- [DATA RECORDS]:
┏━━

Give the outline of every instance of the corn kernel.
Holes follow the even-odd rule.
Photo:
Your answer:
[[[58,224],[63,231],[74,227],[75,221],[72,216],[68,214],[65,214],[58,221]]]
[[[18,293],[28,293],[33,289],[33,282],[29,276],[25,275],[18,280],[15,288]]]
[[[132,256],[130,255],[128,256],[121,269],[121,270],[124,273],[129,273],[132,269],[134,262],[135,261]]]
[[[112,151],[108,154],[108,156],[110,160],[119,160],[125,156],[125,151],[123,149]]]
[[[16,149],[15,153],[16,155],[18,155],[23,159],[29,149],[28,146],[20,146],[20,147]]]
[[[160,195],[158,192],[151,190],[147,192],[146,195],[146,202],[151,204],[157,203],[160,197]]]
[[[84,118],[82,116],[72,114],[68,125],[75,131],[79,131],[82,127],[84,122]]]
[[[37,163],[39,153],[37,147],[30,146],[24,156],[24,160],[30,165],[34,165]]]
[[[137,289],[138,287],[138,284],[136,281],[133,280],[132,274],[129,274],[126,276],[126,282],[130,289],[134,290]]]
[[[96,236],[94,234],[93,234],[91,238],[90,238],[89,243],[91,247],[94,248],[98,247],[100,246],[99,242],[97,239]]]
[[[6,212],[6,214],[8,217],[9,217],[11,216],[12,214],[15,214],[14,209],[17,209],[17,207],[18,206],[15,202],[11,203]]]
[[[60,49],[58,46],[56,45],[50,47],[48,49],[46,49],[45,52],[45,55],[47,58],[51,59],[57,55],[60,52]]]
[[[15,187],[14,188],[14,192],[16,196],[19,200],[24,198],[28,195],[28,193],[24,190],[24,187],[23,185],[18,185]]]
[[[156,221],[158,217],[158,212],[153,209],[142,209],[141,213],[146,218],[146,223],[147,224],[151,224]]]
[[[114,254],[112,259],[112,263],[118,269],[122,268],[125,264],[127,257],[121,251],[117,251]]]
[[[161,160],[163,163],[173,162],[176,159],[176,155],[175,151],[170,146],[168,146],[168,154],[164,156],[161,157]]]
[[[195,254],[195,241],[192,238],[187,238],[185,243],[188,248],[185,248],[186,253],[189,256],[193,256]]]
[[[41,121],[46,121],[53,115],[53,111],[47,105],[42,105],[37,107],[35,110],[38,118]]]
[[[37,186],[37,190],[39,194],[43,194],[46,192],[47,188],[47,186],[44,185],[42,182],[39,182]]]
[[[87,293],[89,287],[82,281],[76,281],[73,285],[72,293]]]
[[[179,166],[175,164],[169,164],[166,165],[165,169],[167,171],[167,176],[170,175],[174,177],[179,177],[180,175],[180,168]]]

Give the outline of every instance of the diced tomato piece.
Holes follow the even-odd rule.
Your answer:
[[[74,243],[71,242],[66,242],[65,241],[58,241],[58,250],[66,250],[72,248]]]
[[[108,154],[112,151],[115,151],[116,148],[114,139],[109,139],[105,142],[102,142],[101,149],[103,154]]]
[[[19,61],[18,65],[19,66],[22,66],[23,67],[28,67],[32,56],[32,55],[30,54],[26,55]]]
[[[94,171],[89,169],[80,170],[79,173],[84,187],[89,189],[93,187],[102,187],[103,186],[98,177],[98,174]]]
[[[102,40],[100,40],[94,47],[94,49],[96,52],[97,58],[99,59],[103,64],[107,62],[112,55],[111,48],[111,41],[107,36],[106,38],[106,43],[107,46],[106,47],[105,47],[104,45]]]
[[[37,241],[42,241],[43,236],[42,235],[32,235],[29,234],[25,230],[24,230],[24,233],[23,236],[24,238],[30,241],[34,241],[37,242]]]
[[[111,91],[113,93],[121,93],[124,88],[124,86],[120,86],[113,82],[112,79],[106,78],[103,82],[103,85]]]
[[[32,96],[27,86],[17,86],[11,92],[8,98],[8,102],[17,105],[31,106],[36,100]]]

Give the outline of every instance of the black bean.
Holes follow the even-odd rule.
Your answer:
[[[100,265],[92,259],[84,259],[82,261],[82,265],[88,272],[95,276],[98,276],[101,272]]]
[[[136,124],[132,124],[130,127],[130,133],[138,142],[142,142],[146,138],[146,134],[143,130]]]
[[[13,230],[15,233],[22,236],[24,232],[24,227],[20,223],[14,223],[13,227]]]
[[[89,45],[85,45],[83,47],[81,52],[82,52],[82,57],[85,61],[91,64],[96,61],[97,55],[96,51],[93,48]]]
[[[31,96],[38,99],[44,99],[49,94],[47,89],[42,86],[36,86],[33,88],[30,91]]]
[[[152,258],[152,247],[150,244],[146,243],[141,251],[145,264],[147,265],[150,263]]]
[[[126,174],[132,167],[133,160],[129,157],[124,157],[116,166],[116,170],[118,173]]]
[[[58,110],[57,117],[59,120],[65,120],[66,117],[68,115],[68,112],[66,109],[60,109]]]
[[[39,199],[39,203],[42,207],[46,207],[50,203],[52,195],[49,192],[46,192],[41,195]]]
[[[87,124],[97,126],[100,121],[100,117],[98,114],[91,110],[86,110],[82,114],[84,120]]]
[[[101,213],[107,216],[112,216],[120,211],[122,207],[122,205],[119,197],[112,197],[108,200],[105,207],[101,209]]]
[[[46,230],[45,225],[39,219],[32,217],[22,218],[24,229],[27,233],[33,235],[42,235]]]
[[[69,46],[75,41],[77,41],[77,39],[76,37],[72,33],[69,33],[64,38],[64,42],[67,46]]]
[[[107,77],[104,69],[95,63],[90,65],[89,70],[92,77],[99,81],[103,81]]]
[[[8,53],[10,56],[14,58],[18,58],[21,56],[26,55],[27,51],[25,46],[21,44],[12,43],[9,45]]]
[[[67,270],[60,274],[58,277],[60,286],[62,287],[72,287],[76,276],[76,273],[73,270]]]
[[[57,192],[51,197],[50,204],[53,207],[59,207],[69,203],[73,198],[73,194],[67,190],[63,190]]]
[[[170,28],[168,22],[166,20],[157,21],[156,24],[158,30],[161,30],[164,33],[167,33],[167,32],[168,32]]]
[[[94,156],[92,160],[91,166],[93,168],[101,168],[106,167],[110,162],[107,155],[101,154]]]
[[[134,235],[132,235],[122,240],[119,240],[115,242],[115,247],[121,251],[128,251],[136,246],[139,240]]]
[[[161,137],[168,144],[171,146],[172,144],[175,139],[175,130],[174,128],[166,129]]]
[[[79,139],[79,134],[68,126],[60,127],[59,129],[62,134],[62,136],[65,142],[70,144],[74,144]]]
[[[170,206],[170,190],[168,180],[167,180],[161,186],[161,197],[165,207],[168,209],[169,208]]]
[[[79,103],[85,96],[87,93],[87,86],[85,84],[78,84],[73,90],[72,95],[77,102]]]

┗━━

- [EXERCISE REQUIREMENTS]:
Copy out all of the data above word for word, leaving out nothing.

- [TASK RESPONSE]:
Give the outline of every instance of the corn kernel.
Holes follow the even-odd rule.
Photo:
Your answer:
[[[58,224],[63,231],[74,227],[75,221],[72,216],[68,214],[65,214],[58,221]]]
[[[18,293],[28,293],[33,289],[33,282],[29,276],[25,275],[18,280],[15,288]]]
[[[132,256],[130,255],[128,256],[121,269],[121,270],[124,273],[129,273],[132,269],[134,262],[135,261]]]
[[[112,151],[108,154],[108,156],[110,160],[119,160],[125,156],[125,151],[123,149]]]
[[[16,149],[15,153],[16,155],[18,155],[23,159],[29,149],[28,146],[20,146],[20,147]]]
[[[160,195],[158,192],[151,190],[147,192],[146,195],[146,202],[151,204],[157,203],[160,197]]]
[[[84,118],[82,116],[72,114],[68,125],[75,131],[79,131],[82,127],[84,122]]]
[[[37,163],[39,153],[37,147],[30,146],[24,156],[24,160],[30,165],[34,165]]]
[[[137,289],[138,287],[138,284],[136,281],[133,280],[132,274],[129,274],[126,276],[126,282],[130,289],[134,290]]]
[[[96,236],[94,234],[93,234],[91,238],[90,238],[89,243],[91,247],[94,248],[98,247],[100,246],[99,242],[97,239]]]
[[[6,212],[6,214],[8,217],[9,217],[11,216],[12,214],[15,214],[14,209],[17,209],[17,207],[18,206],[15,202],[11,203]]]
[[[60,49],[58,46],[56,45],[50,47],[48,49],[46,49],[45,52],[45,55],[47,58],[51,59],[57,55],[60,52]]]
[[[15,187],[14,188],[14,192],[16,196],[19,200],[24,198],[28,195],[28,193],[24,190],[24,187],[23,185],[18,185]]]
[[[156,221],[158,217],[158,212],[153,209],[142,209],[141,213],[146,218],[146,223],[147,224],[151,224]]]
[[[114,254],[112,259],[112,263],[118,269],[122,268],[125,264],[127,257],[121,251],[117,251]]]
[[[161,160],[163,163],[173,162],[176,159],[176,155],[175,151],[170,146],[168,146],[168,154],[164,156],[161,157]]]
[[[195,254],[195,241],[192,238],[187,238],[185,243],[188,248],[185,248],[186,253],[189,256],[193,256]]]
[[[41,121],[46,121],[53,115],[53,111],[47,105],[42,105],[37,107],[35,110],[38,118]]]
[[[37,186],[37,190],[39,194],[43,194],[46,192],[47,188],[47,186],[44,185],[42,182],[39,182]]]
[[[87,293],[89,287],[82,281],[76,281],[73,285],[72,293]]]
[[[179,166],[175,164],[169,164],[166,165],[165,169],[167,171],[167,176],[170,175],[174,177],[179,177],[180,175],[180,168]]]

Give the outline of every instance of the diced tomato piece.
Holes follow the even-odd rule.
Your answer:
[[[74,243],[71,242],[66,242],[65,241],[58,241],[58,250],[66,250],[72,248]]]
[[[108,154],[112,151],[115,151],[116,148],[114,139],[109,139],[105,142],[102,142],[101,149],[103,154]]]
[[[19,61],[18,65],[19,66],[22,66],[23,67],[28,67],[32,56],[32,55],[30,54],[26,55]]]
[[[94,171],[89,169],[80,170],[79,173],[84,187],[89,189],[93,187],[102,187],[103,186],[98,177],[98,174]]]
[[[102,40],[100,40],[94,47],[94,49],[96,52],[97,58],[99,59],[103,64],[107,62],[112,55],[111,48],[111,41],[107,36],[106,38],[106,43],[107,46],[106,47],[105,47],[104,45]]]
[[[37,241],[42,241],[43,236],[42,235],[32,235],[29,234],[25,230],[24,230],[24,233],[23,236],[24,238],[30,241],[34,241],[37,242]]]
[[[111,91],[113,93],[121,93],[124,88],[124,86],[120,86],[113,82],[112,79],[106,78],[103,82],[103,85]]]
[[[32,96],[27,86],[17,86],[11,92],[8,98],[8,102],[17,105],[31,106],[36,100]]]

Give the outline of every instance of the black bean.
Holes follow the even-odd rule.
Your answer:
[[[100,265],[92,259],[84,259],[82,261],[82,265],[88,272],[95,276],[98,276],[101,272]]]
[[[136,124],[132,124],[130,127],[130,133],[138,142],[142,142],[146,138],[146,134],[143,130]]]
[[[13,230],[15,233],[22,236],[24,232],[24,227],[20,223],[14,223],[13,227]]]
[[[89,45],[85,45],[83,47],[81,52],[82,52],[82,57],[85,61],[91,64],[96,61],[97,55],[96,51],[93,48]]]
[[[31,96],[38,99],[44,99],[49,94],[47,89],[42,86],[36,86],[33,88],[30,91]]]
[[[152,258],[152,247],[150,244],[146,243],[141,251],[145,264],[147,265],[150,263]]]
[[[126,174],[132,167],[133,160],[129,157],[124,157],[116,166],[116,170],[118,173]]]
[[[58,110],[57,117],[59,120],[65,120],[66,117],[68,115],[68,112],[66,109],[60,109]]]
[[[39,199],[39,203],[42,207],[46,207],[50,203],[52,195],[49,192],[46,192],[41,195]]]
[[[87,124],[97,126],[100,121],[100,117],[98,114],[91,110],[86,110],[82,114],[84,120]]]
[[[101,213],[107,216],[112,216],[120,211],[122,207],[122,205],[119,197],[112,197],[108,200],[105,207],[101,209]]]
[[[46,230],[45,225],[39,219],[32,217],[22,218],[24,229],[27,233],[33,235],[42,235]]]
[[[69,46],[75,41],[77,41],[77,39],[76,37],[72,33],[69,33],[64,38],[64,42],[67,46]]]
[[[107,77],[104,69],[95,63],[90,65],[89,70],[92,77],[99,81],[103,81]]]
[[[8,53],[10,56],[14,58],[18,58],[21,56],[26,55],[27,51],[25,46],[21,44],[12,43],[9,45]]]
[[[67,270],[60,274],[58,277],[60,286],[62,287],[72,287],[76,276],[76,273],[73,270]]]
[[[57,192],[51,197],[50,204],[53,207],[59,207],[69,203],[73,198],[73,194],[67,190],[63,190]]]
[[[170,28],[168,22],[166,20],[157,21],[156,24],[158,30],[161,30],[164,33],[167,33],[167,32],[168,32]]]
[[[94,156],[92,160],[91,166],[93,168],[101,168],[106,167],[110,162],[107,155],[101,154]]]
[[[134,235],[132,235],[122,240],[119,240],[115,242],[115,247],[121,251],[128,251],[136,246],[139,240]]]
[[[161,137],[168,144],[171,146],[172,144],[175,139],[175,130],[174,128],[166,129]]]
[[[79,139],[79,134],[68,126],[60,127],[59,129],[62,134],[62,136],[65,142],[70,144],[74,144]]]
[[[170,206],[170,190],[168,180],[167,180],[161,186],[161,197],[165,207],[168,209],[169,208]]]
[[[79,103],[85,96],[87,93],[87,86],[85,84],[78,84],[73,90],[72,95],[77,102]]]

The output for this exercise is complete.